_Passage shown_:
CC: Room 22/23
Much has been learned over the past decade about the basic molecular mechanisms of hepatic damage and inflammation fundamental for the development of various types of liver diseases, and ongoing research continues to provide important new insight. An expert panel of scientists will discuss two different, yet related, areas of current research during Friday’s Liver Cell Biology Special Interest Group Program, “Organelle Trafficking and Lipid Droplet Biology” beginning at 4:15 pm in Room 22/23, Moscone North/South.
The symposium will be divided into two halves, with the first half focusing on organelle trafficking effects and how they are relevant to liver diseases, according to Steven A. Weinman, MD, PhD, FAASLD, Professor and Vice Chair for Research in the Department of Internal Medicine and Director of the Liver Center at the University of Kansas Medical Center. Dr. Weinman will serve as moderator of the symposium alongside program co-chairs Natalia Nieto, PharmD, MSc, PhD, of the University of Illinois at Chicago, and Yasuko Iwakiri, PhD, of the Yale School of Medicine.

_Check your understanding_:
- A) Copy the program announcement from "The symposium will" to "School of Medicine.", substituting "session" for "symposium" wherever it occurs.
- B) Pick up the program announcement after its final sentence and continue writing it.

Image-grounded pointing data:
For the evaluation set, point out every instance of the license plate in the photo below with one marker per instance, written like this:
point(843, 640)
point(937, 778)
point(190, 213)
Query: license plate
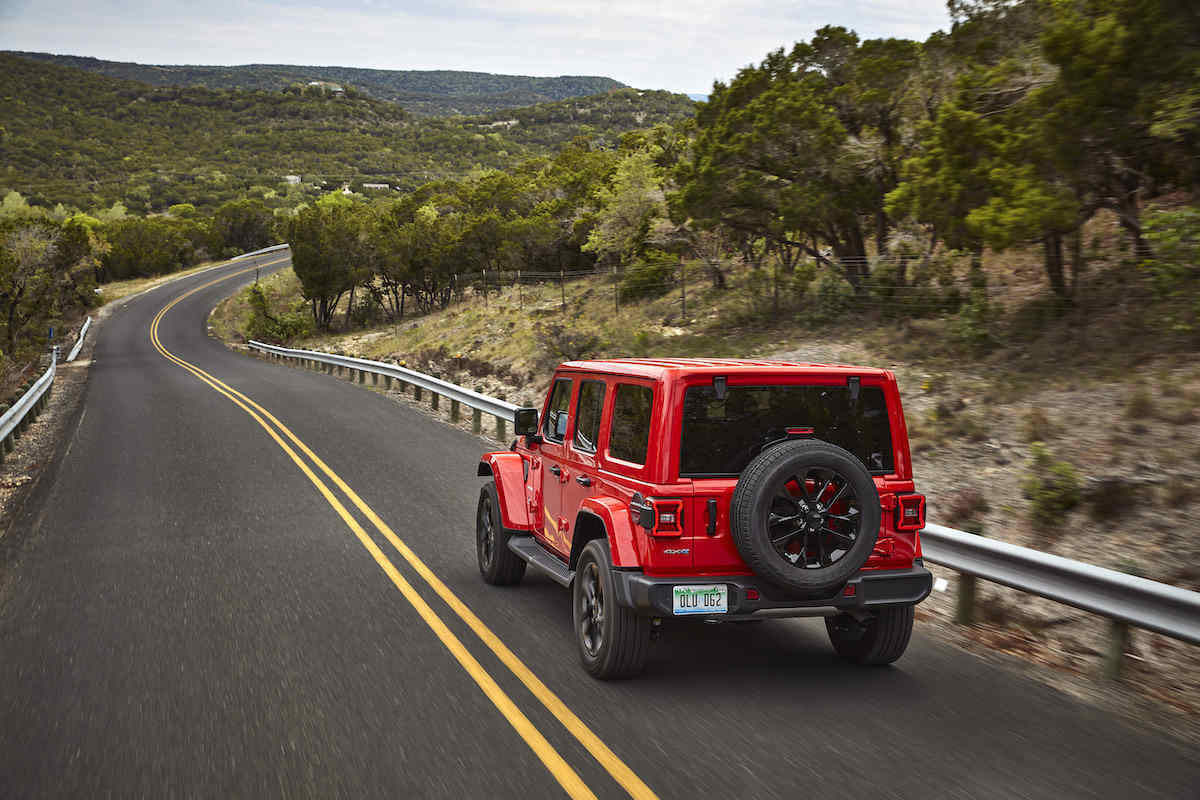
point(713, 599)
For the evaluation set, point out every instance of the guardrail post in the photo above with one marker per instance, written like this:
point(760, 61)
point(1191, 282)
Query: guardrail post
point(1114, 657)
point(964, 605)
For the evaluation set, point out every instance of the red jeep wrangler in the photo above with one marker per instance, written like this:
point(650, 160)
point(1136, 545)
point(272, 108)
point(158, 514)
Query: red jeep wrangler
point(720, 489)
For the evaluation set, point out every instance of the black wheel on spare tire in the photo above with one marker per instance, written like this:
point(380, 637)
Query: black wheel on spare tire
point(805, 516)
point(877, 639)
point(498, 565)
point(613, 641)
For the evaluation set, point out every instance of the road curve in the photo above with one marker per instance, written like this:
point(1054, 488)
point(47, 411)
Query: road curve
point(192, 614)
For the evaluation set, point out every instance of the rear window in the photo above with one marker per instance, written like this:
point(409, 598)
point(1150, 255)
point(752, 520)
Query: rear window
point(721, 437)
point(588, 410)
point(630, 434)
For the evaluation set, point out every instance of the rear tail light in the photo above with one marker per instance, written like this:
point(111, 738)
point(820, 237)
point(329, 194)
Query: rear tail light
point(911, 512)
point(667, 518)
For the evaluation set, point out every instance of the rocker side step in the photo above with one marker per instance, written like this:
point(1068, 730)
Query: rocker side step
point(537, 555)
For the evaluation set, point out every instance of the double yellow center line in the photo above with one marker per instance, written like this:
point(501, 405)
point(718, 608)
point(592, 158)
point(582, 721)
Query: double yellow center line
point(282, 435)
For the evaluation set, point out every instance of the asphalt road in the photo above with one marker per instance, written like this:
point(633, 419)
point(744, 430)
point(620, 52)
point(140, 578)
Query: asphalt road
point(191, 615)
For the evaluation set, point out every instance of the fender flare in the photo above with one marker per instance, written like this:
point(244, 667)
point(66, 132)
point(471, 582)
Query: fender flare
point(613, 516)
point(508, 470)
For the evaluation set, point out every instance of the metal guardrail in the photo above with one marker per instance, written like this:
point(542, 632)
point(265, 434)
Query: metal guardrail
point(420, 382)
point(1123, 599)
point(15, 421)
point(83, 332)
point(259, 252)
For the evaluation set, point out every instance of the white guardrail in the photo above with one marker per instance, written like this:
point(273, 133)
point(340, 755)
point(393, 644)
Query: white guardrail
point(1123, 599)
point(27, 408)
point(259, 252)
point(420, 383)
point(83, 332)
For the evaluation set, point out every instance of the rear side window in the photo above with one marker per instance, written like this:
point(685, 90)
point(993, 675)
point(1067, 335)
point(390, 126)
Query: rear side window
point(721, 437)
point(630, 434)
point(587, 415)
point(553, 427)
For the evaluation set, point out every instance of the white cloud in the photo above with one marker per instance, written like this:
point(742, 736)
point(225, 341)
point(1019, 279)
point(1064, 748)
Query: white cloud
point(669, 44)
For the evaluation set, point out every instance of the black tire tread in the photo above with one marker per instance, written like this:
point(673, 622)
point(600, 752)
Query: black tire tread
point(628, 639)
point(885, 641)
point(743, 501)
point(508, 567)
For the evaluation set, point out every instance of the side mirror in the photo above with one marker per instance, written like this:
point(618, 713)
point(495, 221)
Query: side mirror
point(525, 421)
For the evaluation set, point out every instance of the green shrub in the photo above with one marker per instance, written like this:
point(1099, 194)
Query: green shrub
point(651, 277)
point(831, 298)
point(1053, 486)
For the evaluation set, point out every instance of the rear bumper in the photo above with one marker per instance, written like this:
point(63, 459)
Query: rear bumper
point(652, 595)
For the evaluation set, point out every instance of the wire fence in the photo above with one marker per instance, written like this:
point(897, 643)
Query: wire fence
point(699, 287)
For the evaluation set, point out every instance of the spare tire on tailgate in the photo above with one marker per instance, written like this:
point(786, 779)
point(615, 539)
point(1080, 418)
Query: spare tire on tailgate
point(805, 516)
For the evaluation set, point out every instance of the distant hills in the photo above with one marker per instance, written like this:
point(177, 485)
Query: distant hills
point(438, 92)
point(84, 139)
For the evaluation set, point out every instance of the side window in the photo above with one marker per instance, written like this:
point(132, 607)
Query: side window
point(588, 410)
point(553, 427)
point(630, 434)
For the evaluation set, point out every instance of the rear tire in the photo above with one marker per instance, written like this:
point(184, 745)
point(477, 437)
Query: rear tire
point(612, 639)
point(879, 639)
point(498, 565)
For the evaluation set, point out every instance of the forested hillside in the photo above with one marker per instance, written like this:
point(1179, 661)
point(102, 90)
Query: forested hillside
point(88, 140)
point(430, 92)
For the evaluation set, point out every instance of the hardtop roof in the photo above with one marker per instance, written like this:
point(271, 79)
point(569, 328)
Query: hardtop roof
point(673, 368)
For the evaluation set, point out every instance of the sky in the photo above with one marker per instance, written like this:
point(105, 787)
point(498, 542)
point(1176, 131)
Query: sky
point(676, 44)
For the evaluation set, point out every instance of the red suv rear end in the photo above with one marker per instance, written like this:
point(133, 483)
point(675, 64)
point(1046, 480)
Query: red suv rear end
point(712, 488)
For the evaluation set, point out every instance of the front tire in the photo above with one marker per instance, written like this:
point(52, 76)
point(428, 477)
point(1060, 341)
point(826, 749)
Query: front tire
point(612, 639)
point(879, 639)
point(498, 565)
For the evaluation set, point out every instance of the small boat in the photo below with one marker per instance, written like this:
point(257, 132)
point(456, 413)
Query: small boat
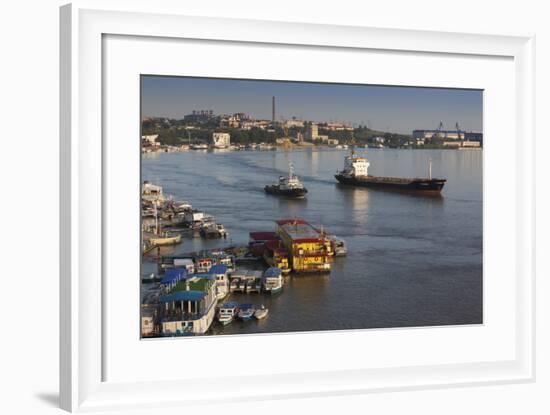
point(261, 313)
point(289, 186)
point(338, 246)
point(246, 311)
point(234, 285)
point(227, 312)
point(165, 239)
point(273, 280)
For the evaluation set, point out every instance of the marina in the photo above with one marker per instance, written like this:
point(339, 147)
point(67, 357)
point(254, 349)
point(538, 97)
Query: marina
point(319, 262)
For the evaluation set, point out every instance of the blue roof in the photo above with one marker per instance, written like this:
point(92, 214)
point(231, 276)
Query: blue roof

_List of answers_:
- A)
The session will be divided into two halves, with the first half focusing on organelle trafficking effects and how they are relevant to liver diseases, according to Steven A. Weinman, MD, PhD, FAASLD, Professor and Vice Chair for Research in the Department of Internal Medicine and Director of the Liver Center at the University of Kansas Medical Center. Dr. Weinman will serve as moderator of the session alongside program co-chairs Natalia Nieto, PharmD, MSc, PhD, of the University of Illinois at Chicago, and Yasuko Iwakiri, PhD, of the Yale School of Medicine.

- B)
The mechanisms that produce exosomes in liver disease and how secretion of exosomes occurs upon inflammasome activation is one of the topics that will be covered in part one of the program.
“There’s been a huge advance over the last several years in our understanding of the role of exosomes in inflammatory diseases,” Dr. Weinman said. “In response to diseases, particularly inflammatory diseases, there is a big burst of exosome production that comes out of cells.”
Hepatocytes in the liver, for example, secrete exosomes that regulate the function of immune cells, sometimes making them cause more injury, sometimes less injury, Dr. Weinman said. Additionally, he noted, research has shown that fat cells in fatty tissue and adipocytes send out exosomes that regulate liver function.
“This is an emerging area and there’s a lot of research looking at what these exosomes do when they encounter other cells,” he said. “We’re learning more and more about the mechanisms, including previously unrecognized pathways, that link inflammatory stimuli to the production of exosomes.”
The first half of the program will also include a discussion on how lipid droplets move through the cell and how they interact with other organelles, such as lysosomes and mitochondria, and a presentation on the role of exosomes that are produced by immune cells and how they regulate fibrosis and the development of collagen.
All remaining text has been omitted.